*PAGE TEXT*
※ ※ ※

Ian Williams reflects on being Black in Canada in essay collection Disorientation — read an excerpt now
CBC Books | | Posted: October 26, 2021 2:12 PM | Last Updated: October 29, 2021
Disorientation is a finalist for the 2021 Hilary Weston Writers' Trust Prize for Nonfiction
Disorientation by Ian Williams is a finalist for the 2021 Hilary Weston Writers' Trust Prize for Nonfiction.
The $60,000 prize is the largest prize for nonfiction in Canada. The winner will be announced on Nov. 3, 2021.
In Disorientation, Williams captures the impact of racial encounters on racialized people, especially when one's minding their own business. Sometimes, the consequences are only irritating, but sometimes they are deadly. Driven by the police killings and street protests of 2020, Williams realized he could offer a Canadian perspective on race. He explores things such as: the unmistakable moment when a child realizes they're Black, the 10 characteristics of institutional whiteness, how friendship helps protect against being a target of racism and blame culture.
Williams is a poet, novelist and professor from Brampton, Ont., who is currently teaching at the University of Toronto. His debut novel, Reproduction, won the 2019 Scotiabank Giller Prize. He is also the author of the poetry collection Personals, which was a finalist for the 2013 Griffin Poetry Prize.
Read an excerpt from Disorientation below.
My resolution this year is to learn how to swim. It was my resolution last year. And the year before. And, well, let's stop there. I imagine myself falling out of a burning airplane into the ocean like an action hero. I crash into the water, conscious for a hopeful moment, before floundering and drowning. The scenario is illogical, but I have my reasons.
I also have several reasons for why it is taking me so long to learn.
- All the pools that I've entered have been unpleasantly cold and I don't like the sensation of cold water on my body, especially my back. I don't like the sound of underwater in my ears. You can feel the current of conversations around race, particularly in America. You're entering an environment that has cast you as rebellious, violent, and troublemaking, if Black, and as blameworthy, racist, and heartless, if white. None of this feels good washing over your head.

※ ※ ※

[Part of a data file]
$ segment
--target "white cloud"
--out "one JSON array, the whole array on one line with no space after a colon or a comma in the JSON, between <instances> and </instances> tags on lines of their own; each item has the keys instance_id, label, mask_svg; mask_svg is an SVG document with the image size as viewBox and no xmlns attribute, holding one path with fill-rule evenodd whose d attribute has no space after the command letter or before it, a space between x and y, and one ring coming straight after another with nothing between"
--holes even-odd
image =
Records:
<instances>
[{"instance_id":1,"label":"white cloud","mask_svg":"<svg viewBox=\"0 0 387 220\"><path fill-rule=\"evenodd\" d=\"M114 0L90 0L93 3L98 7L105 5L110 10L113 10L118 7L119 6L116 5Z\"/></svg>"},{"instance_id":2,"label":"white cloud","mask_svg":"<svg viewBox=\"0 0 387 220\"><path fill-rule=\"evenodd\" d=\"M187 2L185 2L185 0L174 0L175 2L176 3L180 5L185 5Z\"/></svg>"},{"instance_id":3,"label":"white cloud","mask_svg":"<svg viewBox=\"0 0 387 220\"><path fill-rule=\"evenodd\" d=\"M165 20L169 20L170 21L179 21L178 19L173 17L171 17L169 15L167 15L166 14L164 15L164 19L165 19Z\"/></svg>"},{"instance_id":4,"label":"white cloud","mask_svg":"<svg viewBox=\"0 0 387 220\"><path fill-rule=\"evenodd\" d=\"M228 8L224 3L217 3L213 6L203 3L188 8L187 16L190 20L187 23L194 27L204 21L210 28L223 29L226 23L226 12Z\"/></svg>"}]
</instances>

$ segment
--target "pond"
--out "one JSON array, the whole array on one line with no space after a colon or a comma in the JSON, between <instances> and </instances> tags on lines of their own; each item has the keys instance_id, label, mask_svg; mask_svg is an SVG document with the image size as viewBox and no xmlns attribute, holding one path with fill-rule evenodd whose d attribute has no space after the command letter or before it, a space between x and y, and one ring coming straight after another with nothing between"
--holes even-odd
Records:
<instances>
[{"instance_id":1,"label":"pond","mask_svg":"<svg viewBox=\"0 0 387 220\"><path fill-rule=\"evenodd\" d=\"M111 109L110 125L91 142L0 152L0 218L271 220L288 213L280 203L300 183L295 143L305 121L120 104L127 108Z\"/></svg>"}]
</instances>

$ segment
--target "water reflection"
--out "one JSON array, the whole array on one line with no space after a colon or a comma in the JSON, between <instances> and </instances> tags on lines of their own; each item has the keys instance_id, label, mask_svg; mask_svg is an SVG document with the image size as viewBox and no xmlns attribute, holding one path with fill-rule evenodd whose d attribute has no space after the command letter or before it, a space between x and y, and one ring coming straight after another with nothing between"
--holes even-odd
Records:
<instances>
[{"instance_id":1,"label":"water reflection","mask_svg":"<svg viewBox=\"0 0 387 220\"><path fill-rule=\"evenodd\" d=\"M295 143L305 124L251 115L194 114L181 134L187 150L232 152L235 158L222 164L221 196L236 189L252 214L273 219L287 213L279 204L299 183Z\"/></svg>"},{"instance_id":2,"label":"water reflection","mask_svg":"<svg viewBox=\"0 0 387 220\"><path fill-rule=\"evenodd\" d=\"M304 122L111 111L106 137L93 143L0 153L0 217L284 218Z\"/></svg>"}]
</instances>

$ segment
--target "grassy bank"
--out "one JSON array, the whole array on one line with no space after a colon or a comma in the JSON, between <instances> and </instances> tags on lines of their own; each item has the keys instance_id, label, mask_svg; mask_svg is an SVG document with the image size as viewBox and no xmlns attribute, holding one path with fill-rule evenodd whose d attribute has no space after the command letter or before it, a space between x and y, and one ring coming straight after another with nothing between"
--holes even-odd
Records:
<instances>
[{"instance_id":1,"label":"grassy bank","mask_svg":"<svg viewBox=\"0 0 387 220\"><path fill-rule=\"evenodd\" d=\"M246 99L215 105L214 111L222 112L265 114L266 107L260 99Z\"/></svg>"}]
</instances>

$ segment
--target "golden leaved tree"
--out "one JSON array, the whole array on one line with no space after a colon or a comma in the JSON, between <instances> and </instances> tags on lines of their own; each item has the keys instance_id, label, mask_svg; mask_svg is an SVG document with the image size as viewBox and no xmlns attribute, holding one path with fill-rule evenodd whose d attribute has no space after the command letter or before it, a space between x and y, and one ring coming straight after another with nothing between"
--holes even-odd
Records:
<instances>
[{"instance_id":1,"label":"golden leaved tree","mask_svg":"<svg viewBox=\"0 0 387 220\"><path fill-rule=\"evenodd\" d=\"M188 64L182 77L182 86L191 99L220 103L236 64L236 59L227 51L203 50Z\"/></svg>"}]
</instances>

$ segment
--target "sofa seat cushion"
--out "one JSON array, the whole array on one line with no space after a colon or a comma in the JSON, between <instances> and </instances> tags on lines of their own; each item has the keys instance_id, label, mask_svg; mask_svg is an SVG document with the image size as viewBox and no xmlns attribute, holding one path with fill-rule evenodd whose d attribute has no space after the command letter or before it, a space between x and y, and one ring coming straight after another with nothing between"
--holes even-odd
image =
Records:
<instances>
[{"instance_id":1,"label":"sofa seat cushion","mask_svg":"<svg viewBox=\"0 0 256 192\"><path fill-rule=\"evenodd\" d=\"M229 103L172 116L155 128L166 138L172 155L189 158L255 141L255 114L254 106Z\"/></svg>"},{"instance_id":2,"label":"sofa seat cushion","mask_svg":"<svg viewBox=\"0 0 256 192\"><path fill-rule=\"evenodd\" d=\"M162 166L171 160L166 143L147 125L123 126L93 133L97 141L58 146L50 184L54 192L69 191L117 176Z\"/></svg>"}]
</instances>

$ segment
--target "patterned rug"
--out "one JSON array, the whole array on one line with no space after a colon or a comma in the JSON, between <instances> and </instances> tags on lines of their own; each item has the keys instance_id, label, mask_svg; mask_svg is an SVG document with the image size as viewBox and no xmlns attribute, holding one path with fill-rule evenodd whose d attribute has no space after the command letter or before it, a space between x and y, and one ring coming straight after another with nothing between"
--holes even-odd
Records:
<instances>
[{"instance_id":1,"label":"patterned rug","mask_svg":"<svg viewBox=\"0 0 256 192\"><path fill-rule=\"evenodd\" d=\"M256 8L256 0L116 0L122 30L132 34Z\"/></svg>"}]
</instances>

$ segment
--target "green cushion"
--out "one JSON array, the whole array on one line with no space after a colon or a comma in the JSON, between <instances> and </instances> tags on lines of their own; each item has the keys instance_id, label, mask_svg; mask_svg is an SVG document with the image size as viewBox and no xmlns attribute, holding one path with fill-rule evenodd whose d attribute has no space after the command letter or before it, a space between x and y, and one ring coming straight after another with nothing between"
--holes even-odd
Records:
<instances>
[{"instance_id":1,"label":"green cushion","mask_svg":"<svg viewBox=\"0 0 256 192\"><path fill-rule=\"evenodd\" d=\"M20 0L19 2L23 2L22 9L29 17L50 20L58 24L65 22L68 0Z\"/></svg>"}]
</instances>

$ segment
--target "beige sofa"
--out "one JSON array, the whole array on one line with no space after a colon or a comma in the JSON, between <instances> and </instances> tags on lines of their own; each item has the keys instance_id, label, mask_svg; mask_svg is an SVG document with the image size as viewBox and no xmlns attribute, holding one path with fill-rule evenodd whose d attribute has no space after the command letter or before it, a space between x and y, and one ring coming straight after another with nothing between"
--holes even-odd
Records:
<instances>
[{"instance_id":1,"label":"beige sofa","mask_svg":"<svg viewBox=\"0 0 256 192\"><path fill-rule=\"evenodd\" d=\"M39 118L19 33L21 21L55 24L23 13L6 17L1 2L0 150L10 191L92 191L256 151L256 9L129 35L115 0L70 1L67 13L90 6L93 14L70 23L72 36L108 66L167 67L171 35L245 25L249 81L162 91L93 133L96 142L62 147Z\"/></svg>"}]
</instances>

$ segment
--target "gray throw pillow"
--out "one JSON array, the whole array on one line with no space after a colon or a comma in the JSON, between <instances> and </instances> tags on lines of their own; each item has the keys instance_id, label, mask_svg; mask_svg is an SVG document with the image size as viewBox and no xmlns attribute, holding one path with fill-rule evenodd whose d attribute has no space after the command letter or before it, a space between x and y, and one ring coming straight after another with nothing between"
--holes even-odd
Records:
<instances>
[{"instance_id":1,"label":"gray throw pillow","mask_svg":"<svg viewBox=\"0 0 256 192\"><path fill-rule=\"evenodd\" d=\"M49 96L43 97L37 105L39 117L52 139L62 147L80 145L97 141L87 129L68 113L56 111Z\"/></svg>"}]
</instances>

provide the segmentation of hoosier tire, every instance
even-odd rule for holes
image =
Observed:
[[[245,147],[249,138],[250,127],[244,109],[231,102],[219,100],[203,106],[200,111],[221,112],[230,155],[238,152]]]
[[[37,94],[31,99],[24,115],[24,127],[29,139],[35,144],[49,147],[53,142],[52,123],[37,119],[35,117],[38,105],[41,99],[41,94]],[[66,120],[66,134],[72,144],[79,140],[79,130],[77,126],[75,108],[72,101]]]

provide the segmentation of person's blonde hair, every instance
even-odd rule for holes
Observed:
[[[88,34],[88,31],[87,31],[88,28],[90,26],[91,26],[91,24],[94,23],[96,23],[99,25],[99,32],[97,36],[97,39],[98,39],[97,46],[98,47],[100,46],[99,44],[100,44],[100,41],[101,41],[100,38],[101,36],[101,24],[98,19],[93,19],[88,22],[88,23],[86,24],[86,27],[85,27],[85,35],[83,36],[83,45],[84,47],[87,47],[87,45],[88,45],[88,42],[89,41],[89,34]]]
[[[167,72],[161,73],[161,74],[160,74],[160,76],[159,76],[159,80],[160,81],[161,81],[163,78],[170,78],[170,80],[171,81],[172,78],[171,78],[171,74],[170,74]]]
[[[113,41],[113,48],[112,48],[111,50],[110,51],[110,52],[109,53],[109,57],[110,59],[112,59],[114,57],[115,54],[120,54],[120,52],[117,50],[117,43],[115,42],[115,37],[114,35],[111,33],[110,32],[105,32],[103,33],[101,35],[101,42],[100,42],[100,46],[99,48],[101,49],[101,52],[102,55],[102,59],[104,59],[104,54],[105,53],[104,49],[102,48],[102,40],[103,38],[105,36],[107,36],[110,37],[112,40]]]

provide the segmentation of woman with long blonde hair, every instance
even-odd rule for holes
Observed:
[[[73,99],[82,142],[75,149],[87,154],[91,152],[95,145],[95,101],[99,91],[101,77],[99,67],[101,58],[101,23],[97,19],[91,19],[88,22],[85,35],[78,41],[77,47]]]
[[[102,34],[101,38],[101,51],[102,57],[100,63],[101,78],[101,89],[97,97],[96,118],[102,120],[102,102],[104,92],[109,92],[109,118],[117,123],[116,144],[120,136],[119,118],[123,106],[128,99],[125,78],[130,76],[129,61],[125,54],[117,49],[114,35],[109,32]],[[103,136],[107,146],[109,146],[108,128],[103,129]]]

※ ※ ※

*DIRECTIVE*
Summarize the CBC Books page on Disorientation in two sentences.

*FULL ANSWER*
Ian Williams's essay collection Disorientation, a finalist for the 2021 Hilary Weston Writers' Trust Prize for Nonfiction, examines how racial encounters affect racialized people and offers a Canadian perspective on race, which Williams realized he could provide after the police killings and street protests of 2020. The page also presents Williams as a poet, novelist and professor from Brampton, Ont., whose debut novel Reproduction won the 2019 Scotiabank Giller Prize, and it includes an excerpt in which he compares his repeated resolution to learn to swim with the feeling of entering conversations around race.